(MATERIAL TO PROCESS):

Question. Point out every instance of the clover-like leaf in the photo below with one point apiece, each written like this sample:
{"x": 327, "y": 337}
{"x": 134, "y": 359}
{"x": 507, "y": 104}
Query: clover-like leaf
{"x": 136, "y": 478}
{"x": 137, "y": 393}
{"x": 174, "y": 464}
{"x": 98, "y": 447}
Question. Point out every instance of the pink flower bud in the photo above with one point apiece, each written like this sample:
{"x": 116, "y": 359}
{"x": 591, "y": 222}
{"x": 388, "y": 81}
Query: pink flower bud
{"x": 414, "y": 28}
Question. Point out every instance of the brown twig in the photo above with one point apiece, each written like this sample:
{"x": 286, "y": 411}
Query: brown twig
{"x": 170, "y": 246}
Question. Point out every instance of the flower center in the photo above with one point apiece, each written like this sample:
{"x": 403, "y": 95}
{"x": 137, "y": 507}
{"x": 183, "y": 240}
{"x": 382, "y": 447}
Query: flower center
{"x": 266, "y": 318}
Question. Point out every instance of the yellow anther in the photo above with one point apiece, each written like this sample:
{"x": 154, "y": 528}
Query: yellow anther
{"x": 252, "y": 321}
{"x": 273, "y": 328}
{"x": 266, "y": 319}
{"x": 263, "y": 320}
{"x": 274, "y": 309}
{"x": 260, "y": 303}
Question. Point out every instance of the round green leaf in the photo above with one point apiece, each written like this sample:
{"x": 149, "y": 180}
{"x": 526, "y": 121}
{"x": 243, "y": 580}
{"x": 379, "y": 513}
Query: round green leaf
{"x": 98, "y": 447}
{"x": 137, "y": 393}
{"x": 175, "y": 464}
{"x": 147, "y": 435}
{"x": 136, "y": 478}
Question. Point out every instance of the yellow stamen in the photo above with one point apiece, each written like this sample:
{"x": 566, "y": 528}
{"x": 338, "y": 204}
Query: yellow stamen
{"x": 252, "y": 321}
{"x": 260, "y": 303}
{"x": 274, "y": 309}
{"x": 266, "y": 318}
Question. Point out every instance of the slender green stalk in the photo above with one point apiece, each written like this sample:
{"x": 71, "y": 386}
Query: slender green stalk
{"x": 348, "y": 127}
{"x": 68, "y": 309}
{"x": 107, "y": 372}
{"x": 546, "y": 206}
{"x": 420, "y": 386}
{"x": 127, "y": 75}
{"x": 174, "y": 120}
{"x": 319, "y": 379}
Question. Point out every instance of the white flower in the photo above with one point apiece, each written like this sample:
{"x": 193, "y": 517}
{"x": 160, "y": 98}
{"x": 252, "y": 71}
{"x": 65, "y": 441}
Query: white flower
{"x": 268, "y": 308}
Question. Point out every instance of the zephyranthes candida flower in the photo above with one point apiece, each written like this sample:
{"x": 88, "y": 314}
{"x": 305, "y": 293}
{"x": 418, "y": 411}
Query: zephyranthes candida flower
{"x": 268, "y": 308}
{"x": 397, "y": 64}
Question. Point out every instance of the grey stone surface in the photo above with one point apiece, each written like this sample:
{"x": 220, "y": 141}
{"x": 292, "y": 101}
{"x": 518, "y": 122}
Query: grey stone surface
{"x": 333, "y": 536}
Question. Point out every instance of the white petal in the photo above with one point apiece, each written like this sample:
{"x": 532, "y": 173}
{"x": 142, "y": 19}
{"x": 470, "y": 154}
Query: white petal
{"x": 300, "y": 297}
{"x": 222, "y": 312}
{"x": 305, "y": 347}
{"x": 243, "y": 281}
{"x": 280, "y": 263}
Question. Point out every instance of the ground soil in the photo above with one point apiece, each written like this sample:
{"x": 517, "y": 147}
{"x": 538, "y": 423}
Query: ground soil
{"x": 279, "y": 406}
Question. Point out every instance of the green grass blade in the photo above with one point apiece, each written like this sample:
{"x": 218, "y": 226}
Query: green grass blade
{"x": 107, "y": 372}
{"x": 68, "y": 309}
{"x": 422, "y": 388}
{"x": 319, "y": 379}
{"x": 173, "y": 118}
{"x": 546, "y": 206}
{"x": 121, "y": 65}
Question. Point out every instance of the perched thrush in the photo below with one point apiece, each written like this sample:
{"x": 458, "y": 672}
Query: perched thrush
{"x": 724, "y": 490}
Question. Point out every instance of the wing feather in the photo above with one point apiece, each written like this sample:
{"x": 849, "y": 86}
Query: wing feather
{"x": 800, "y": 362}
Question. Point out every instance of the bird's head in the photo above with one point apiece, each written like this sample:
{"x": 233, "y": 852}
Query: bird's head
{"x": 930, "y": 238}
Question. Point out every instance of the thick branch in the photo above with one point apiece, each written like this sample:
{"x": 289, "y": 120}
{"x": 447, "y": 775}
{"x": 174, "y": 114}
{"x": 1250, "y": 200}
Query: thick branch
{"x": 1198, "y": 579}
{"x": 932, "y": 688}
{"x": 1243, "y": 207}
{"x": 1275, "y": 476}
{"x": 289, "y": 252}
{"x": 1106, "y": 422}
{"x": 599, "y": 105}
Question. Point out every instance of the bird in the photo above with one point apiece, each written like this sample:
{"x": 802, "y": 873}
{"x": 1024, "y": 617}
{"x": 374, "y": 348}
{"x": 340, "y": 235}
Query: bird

(SHORT TASK):
Rewrite all of the entries above, replacing each occurrence of "sample" with "template" and leaving everything else untouched.

(FINAL RESULT):
Question. Point out every instance of the clover-like leaf in the photo below with one point apiece, each written like this template:
{"x": 327, "y": 337}
{"x": 134, "y": 359}
{"x": 507, "y": 104}
Query: clover-like leaf
{"x": 136, "y": 478}
{"x": 137, "y": 393}
{"x": 174, "y": 464}
{"x": 98, "y": 447}
Question. Point out every instance of the pink flower bud in the photo above with one point apiece, each written like this template:
{"x": 116, "y": 359}
{"x": 591, "y": 222}
{"x": 388, "y": 81}
Query: pink flower bud
{"x": 414, "y": 28}
Question. Point out every instance of the brown twig in the photo above with one point apiece, each written like this template:
{"x": 286, "y": 411}
Query: brown twig
{"x": 170, "y": 246}
Question. Point out every instance of the flower center in the photo above with one point apiece, each written like this template:
{"x": 403, "y": 95}
{"x": 137, "y": 507}
{"x": 183, "y": 240}
{"x": 382, "y": 447}
Query: flower center
{"x": 266, "y": 318}
Question. Point out every instance of the yellow anther in the photo above with one point apiece, each written like this template:
{"x": 154, "y": 528}
Query: yellow anther
{"x": 252, "y": 321}
{"x": 273, "y": 328}
{"x": 266, "y": 319}
{"x": 263, "y": 320}
{"x": 274, "y": 309}
{"x": 260, "y": 303}
Question. Point out every instance of the round green leaf in the photo above with one point apiece, each written like this template:
{"x": 149, "y": 180}
{"x": 526, "y": 121}
{"x": 243, "y": 580}
{"x": 379, "y": 513}
Query: round green leaf
{"x": 98, "y": 447}
{"x": 137, "y": 393}
{"x": 175, "y": 464}
{"x": 147, "y": 435}
{"x": 136, "y": 478}
Question. Point out every instance of the yellow stamen in the photo above with one point apiece, each written like this template:
{"x": 566, "y": 528}
{"x": 338, "y": 204}
Query: yellow stamen
{"x": 252, "y": 321}
{"x": 260, "y": 303}
{"x": 274, "y": 309}
{"x": 266, "y": 318}
Question. Point out every instance of the slender green stalk in the photo above with one point apiece, each written like this template:
{"x": 71, "y": 386}
Query: slender green stalk
{"x": 348, "y": 127}
{"x": 68, "y": 309}
{"x": 107, "y": 372}
{"x": 546, "y": 206}
{"x": 420, "y": 386}
{"x": 127, "y": 75}
{"x": 174, "y": 120}
{"x": 319, "y": 379}
Question. Point out every instance of the white flower in the photo above with one point apiece, each written like this template:
{"x": 193, "y": 517}
{"x": 160, "y": 98}
{"x": 252, "y": 71}
{"x": 65, "y": 441}
Query: white flower
{"x": 268, "y": 308}
Question. Point out every instance of the zephyranthes candida flower in the photo above with one point apiece, each written like this template:
{"x": 88, "y": 314}
{"x": 305, "y": 293}
{"x": 418, "y": 411}
Query: zephyranthes candida flower
{"x": 268, "y": 308}
{"x": 397, "y": 64}
Question. Point out every instance of the grey stone surface in the photo above with one point apiece, each written like this template:
{"x": 220, "y": 141}
{"x": 292, "y": 101}
{"x": 518, "y": 122}
Query: grey stone surface
{"x": 333, "y": 536}
Question. Point out every instance of the white petal in the photo above with one point apiece, each written like this template:
{"x": 532, "y": 173}
{"x": 142, "y": 19}
{"x": 470, "y": 154}
Query: white petal
{"x": 300, "y": 297}
{"x": 222, "y": 312}
{"x": 305, "y": 347}
{"x": 243, "y": 281}
{"x": 280, "y": 263}
Question. Point out every instance of the ground soil in the photo above with one point apiece, each written like this template:
{"x": 517, "y": 147}
{"x": 538, "y": 423}
Query: ground soil
{"x": 279, "y": 406}
Question. Point out every instance of the green grass blade in the photo above with one point apiece, each written like this template:
{"x": 218, "y": 226}
Query: green grass blade
{"x": 107, "y": 372}
{"x": 68, "y": 309}
{"x": 422, "y": 388}
{"x": 319, "y": 379}
{"x": 173, "y": 118}
{"x": 546, "y": 206}
{"x": 121, "y": 65}
Question. Point out every instance of the perched thrush in the photo below with one point apiece, each written like this template:
{"x": 458, "y": 672}
Query: perched thrush
{"x": 724, "y": 490}
Question. Point out every instance of the wing feather in the photo above with one point apiece, each written like this template:
{"x": 849, "y": 86}
Query: wing feather
{"x": 800, "y": 362}
Question. Point out every instance of the bird's head in the photo above with one point apiece, each written like this template:
{"x": 233, "y": 852}
Query: bird's head
{"x": 930, "y": 238}
Question. Point out every instance of the thick branch in the photo above with one point apiece, each written like this template:
{"x": 289, "y": 120}
{"x": 447, "y": 775}
{"x": 174, "y": 114}
{"x": 1250, "y": 200}
Query: thick branch
{"x": 1198, "y": 579}
{"x": 932, "y": 688}
{"x": 1243, "y": 207}
{"x": 1275, "y": 476}
{"x": 289, "y": 252}
{"x": 1106, "y": 422}
{"x": 599, "y": 105}
Question. Point out every instance of the bird in the photo above with one point apiece, each written like this template:
{"x": 802, "y": 873}
{"x": 1024, "y": 617}
{"x": 374, "y": 348}
{"x": 340, "y": 235}
Query: bird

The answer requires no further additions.